* Task instructions *
Find the string "outline" in the entries and copy each line that has it.

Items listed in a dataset
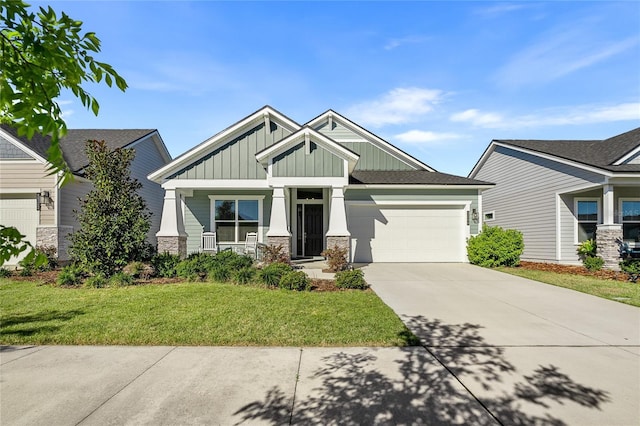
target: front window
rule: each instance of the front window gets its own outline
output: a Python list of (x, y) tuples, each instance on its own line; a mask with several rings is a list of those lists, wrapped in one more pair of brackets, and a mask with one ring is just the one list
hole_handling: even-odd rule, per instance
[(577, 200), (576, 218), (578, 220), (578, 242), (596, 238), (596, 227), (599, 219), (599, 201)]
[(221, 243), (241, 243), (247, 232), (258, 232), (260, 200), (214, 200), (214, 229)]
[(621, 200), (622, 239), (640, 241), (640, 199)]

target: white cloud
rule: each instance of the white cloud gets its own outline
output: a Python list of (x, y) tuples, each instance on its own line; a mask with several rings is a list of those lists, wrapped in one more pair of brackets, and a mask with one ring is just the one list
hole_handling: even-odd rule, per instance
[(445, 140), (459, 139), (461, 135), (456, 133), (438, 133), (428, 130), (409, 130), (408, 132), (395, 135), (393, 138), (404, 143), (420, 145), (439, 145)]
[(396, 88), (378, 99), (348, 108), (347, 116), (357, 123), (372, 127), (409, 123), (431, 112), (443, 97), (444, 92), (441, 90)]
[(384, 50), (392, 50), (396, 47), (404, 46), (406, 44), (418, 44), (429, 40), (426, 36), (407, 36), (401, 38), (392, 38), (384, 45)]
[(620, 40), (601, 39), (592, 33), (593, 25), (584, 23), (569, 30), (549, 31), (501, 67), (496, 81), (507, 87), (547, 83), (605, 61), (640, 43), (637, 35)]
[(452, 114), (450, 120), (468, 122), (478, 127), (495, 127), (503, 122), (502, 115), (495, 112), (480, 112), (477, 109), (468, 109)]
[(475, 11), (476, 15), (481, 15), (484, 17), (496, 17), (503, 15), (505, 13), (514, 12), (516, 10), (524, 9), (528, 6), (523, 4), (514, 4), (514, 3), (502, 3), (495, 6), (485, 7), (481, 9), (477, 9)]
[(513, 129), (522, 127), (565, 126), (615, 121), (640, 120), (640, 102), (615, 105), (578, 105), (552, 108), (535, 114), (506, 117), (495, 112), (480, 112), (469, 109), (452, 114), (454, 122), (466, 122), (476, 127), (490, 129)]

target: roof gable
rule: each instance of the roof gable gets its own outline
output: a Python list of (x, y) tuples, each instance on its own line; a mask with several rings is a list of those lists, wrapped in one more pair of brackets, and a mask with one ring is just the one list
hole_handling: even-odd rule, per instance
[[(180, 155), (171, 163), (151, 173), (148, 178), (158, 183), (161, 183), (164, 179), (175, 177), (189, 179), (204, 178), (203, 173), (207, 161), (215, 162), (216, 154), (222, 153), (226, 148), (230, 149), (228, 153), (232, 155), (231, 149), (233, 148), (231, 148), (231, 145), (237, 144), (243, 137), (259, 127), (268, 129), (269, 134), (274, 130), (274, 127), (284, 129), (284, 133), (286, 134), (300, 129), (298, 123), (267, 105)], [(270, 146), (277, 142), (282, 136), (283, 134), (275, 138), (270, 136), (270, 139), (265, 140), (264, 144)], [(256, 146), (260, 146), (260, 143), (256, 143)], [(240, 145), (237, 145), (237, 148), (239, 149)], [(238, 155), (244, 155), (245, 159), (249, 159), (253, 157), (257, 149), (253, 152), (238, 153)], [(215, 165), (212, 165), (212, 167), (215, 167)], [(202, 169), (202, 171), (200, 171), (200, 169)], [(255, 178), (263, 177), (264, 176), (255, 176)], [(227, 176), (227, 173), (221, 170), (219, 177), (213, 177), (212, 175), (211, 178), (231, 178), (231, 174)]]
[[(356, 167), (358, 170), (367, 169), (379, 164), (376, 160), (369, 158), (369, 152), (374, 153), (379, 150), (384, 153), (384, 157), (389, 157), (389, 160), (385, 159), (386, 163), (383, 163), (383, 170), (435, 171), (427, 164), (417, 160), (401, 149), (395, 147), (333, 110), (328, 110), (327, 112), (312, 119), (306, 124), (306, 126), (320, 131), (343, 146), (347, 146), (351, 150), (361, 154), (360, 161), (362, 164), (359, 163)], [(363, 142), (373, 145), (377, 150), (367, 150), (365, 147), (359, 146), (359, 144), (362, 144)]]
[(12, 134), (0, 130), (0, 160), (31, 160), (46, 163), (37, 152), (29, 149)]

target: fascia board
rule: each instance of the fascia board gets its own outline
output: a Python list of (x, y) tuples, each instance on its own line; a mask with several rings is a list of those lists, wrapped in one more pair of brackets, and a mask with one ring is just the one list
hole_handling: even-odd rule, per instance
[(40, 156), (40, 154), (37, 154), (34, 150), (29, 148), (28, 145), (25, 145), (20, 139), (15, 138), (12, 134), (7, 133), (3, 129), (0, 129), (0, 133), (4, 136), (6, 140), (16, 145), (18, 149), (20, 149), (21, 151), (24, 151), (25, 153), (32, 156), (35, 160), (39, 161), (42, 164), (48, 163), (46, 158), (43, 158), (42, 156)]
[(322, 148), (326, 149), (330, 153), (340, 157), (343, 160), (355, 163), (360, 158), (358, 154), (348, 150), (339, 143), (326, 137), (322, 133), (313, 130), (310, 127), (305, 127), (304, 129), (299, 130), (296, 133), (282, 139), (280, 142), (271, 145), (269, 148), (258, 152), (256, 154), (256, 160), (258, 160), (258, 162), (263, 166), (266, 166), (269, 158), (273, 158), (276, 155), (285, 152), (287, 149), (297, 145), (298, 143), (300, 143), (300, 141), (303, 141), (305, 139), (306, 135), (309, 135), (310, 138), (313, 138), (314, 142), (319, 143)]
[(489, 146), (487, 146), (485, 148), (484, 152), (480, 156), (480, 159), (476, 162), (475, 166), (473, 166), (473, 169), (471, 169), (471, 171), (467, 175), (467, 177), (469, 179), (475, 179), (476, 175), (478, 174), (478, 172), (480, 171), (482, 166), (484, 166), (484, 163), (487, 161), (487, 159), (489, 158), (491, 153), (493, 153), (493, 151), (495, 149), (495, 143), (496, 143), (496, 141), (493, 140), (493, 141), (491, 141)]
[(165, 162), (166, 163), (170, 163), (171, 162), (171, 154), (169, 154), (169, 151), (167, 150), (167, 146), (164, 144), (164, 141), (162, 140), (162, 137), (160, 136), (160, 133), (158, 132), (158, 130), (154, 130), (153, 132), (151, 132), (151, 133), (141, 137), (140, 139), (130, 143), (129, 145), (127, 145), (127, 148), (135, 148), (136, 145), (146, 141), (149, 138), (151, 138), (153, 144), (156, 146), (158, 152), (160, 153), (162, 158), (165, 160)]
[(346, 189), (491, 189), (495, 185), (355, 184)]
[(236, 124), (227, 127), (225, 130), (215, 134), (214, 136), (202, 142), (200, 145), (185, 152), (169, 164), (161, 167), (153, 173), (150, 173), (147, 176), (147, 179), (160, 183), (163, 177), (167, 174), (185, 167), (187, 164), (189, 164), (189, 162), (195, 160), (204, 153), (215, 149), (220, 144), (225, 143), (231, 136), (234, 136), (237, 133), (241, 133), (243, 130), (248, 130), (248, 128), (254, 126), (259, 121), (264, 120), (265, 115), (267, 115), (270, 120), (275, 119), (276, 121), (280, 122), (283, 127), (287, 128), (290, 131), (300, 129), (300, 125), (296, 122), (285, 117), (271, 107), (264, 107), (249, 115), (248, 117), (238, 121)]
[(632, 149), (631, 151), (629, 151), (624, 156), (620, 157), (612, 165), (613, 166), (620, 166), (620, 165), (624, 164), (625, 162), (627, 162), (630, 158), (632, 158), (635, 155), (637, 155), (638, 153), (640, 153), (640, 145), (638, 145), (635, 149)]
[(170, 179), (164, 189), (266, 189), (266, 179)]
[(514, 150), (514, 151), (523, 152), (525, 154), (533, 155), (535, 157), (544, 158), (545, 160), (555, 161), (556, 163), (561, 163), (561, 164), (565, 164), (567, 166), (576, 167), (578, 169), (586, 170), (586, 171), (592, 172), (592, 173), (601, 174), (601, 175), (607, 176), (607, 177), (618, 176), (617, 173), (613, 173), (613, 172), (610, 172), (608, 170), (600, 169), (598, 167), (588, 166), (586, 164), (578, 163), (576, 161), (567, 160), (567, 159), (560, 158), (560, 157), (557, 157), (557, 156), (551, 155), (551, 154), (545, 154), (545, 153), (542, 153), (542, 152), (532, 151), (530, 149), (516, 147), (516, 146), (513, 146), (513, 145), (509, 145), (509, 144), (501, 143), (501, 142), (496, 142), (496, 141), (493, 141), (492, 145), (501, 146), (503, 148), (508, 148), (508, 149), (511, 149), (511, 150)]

* Solution to this problem *
rule: each instance of the front window gets its own outline
rule: each instance of the white cloud gets its own outline
rule: each instance of the roof gable gets its own outline
rule: each instance of the fascia board gets its own outline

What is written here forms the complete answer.